Could you pick up the Julia tutorial on primitive and composite types below and carry it on past its final sentence?

=== Text extract ===

When creating a primitive type, you must explicitly specify how many bits are needed to store the type. (In our case 8)

In [ ]:
primitive type FilledBool  8 end

function FilledBool(x::Int)
    if iszero(x)
        reinterpret(FilledBool,0b00000000)
    elseif x == 1
        reinterpret(FilledBool,0b11111111)
    else 
        error("В качестве параметров допустимы только 0 и 1")
    end
end 

Base.show(io :: IO, x :: FilledBool) = print(io, bitstring(x))

@show tr = FilledBool(1)
@show fls = FilledBool(0)
println("Regular Bool true: ", bitstring(true))
tr = FilledBool(1) = 11111111
fls = FilledBool(0) = 00000000
Regular Bool true: 00000001

Let's check if our type is a bit type:

In [ ]:
isbitstype(FilledBool)
Out[0]:
true

The documentation says that instead of creating your own primitive types, it is better to make a wrapper over them in the form of a composite type. Let's get to know it better!

Composite type

Non-interchangeable composite type

It is important to realise that a composite type can compose of multiple fields, or one or zero fields. Unlike many other programming languages, where fields and methods are associated with an object, only fields and its constructor are attached to a composite type in Julia. The relationship between OOP and Julia is interestingly explained here.

=== Extracted records ===

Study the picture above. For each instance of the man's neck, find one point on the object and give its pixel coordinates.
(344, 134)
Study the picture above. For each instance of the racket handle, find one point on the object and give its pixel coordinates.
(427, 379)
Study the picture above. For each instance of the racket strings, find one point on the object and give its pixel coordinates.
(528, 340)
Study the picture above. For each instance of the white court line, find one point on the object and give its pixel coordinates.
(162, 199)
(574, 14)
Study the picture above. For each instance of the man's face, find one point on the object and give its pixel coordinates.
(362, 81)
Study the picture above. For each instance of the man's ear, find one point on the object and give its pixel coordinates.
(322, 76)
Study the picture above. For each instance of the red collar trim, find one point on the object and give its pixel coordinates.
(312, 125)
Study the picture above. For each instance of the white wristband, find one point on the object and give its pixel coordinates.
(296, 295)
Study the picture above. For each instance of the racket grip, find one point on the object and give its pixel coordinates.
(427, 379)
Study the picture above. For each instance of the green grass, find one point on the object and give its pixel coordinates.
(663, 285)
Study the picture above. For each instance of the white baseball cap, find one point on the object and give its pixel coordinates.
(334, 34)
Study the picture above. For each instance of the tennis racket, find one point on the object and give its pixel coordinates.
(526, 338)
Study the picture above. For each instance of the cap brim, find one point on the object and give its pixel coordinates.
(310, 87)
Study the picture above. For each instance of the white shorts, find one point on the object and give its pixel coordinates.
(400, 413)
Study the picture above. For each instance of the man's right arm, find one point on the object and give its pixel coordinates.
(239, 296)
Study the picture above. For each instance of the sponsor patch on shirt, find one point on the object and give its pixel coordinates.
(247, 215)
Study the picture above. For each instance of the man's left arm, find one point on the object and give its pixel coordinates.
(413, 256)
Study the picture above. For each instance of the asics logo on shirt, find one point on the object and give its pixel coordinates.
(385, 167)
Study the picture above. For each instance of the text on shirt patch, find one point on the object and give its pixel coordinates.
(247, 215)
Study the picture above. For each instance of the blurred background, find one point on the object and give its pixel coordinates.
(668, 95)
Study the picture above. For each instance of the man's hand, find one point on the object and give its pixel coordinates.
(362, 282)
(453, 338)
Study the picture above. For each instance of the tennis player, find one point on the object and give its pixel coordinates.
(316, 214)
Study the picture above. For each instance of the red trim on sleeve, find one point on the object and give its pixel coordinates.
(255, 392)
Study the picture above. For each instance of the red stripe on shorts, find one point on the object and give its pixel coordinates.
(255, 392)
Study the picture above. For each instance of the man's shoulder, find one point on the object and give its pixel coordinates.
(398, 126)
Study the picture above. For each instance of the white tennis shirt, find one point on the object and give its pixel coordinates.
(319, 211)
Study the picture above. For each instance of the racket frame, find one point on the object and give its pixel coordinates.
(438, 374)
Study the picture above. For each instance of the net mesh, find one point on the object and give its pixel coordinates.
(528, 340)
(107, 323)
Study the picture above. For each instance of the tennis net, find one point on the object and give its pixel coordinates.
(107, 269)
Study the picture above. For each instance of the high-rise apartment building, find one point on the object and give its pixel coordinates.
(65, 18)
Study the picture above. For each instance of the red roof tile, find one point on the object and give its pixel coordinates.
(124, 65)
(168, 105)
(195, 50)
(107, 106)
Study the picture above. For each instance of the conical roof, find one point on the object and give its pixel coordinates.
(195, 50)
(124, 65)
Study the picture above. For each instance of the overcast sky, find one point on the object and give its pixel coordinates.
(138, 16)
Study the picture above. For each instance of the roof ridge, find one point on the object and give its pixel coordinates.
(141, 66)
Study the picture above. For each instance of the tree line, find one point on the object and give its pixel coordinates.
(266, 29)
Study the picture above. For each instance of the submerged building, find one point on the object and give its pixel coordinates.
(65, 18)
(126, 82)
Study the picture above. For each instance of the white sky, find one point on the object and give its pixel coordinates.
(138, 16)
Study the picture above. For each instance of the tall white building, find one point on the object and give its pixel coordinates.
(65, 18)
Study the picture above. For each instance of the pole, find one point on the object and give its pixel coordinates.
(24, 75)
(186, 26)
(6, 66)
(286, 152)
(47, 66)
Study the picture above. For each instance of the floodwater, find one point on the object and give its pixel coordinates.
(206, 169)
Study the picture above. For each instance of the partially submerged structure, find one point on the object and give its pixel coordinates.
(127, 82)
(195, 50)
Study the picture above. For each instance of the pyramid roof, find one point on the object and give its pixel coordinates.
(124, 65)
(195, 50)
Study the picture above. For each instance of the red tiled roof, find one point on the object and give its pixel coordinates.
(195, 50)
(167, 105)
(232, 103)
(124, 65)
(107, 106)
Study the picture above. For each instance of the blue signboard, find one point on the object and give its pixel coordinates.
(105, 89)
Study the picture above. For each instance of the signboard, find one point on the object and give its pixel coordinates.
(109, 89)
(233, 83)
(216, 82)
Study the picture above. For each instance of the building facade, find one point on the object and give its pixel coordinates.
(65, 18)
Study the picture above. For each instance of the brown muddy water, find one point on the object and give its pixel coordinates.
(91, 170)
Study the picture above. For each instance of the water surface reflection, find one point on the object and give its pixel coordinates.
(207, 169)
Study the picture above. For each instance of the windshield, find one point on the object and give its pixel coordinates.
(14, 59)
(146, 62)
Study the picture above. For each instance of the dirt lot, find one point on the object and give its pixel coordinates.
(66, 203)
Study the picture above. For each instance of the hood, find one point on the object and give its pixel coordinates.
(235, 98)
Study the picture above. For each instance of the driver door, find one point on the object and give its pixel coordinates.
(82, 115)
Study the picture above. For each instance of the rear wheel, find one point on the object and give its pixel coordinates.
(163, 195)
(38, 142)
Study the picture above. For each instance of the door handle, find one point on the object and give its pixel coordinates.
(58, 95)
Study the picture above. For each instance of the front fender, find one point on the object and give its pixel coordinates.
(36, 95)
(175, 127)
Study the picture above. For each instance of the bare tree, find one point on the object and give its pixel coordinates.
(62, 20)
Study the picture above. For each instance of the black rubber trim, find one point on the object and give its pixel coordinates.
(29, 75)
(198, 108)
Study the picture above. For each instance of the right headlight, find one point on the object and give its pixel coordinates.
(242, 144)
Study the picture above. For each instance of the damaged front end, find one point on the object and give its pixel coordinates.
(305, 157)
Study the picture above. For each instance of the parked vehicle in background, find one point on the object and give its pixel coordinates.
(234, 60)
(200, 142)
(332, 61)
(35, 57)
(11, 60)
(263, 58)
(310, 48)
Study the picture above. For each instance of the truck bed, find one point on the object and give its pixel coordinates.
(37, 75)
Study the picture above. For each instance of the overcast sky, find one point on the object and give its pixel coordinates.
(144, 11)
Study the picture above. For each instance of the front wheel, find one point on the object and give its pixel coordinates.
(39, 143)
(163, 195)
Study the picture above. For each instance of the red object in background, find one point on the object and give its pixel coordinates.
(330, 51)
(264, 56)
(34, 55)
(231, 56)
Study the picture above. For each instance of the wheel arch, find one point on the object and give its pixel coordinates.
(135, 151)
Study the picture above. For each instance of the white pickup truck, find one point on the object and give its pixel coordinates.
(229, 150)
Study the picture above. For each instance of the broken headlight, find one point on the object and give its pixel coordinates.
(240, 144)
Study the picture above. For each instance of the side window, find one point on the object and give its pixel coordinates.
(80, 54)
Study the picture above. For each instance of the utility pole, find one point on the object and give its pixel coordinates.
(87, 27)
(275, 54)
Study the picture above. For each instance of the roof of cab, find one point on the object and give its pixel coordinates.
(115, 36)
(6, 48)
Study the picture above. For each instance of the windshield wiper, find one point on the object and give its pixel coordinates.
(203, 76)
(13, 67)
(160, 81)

===

### Exercise result
But we will focus on types for now.

Let's say we have a type "Mountain". We specify 2 characteristics of objects of this type:

  • year of conquest (the year can be positive or negative)
  • mountain height (assume that all mountains are above sea level)

In immutable types, once they are created, the fields cannot be changed.

In [ ]:
struct Mountain
    first_ascent_year::Int16
    height::UInt16
end

Everest = Mountain(1953,8848)
Int(Everest.height)

try
    Everest.height = 9000  # нельзя менять значения полей Mountain
catch e 
e
end
Out[0]:
ErrorException("setfield!: immutable struct of type Mountain cannot be changed")

To have a closer look at how the structure is organised, you can use:

In [ ]:
dump(Everest)
Mountain
  first_ascent_year: Int16 1953
  height: UInt16 0x2290

Each element type of an invariant structure Mountain element is bit, so the Mountain type is bit

In [ ]:
@show sizeof(Mountain) # 2 поля по 2 байта = 4
isbitstype(Mountain)
sizeof(Mountain) = 4
Out[0]:
true

Let's consider the case when the fields of the immutable structure are non-bit type.

The string is stored not as an array of Char's elements, but as a pointer to the Char's array. Therefore, the size of the structure is 8 bytes (the size of the pointer) and the size of the string is 6 bytes. (Although sizeof(Char)=4, in case of ASCII they will take 1 byte)

In [ ]:
struct City
    name::String
end

Moscow = City("Moscow")

Moscow.name

@show sizeof(Moscow)
@show sizeof(Moscow.name)
@show Base.summarysize(Moscow);
sizeof(Moscow) = 8
sizeof(Moscow.name) = 6
Base.summarysize(Moscow) = 22

If you want to use static strings, then

In [ ]:
import Pkg.add; Pkg.add("StaticStrings")
using StaticStrings
struct StaticCity
    name::StaticString{10}
end
Moscow = StaticCity(static"Moscow"10) # дополняется \0 до 10
@show sizeof(Moscow)
@show sizeof(Moscow.name)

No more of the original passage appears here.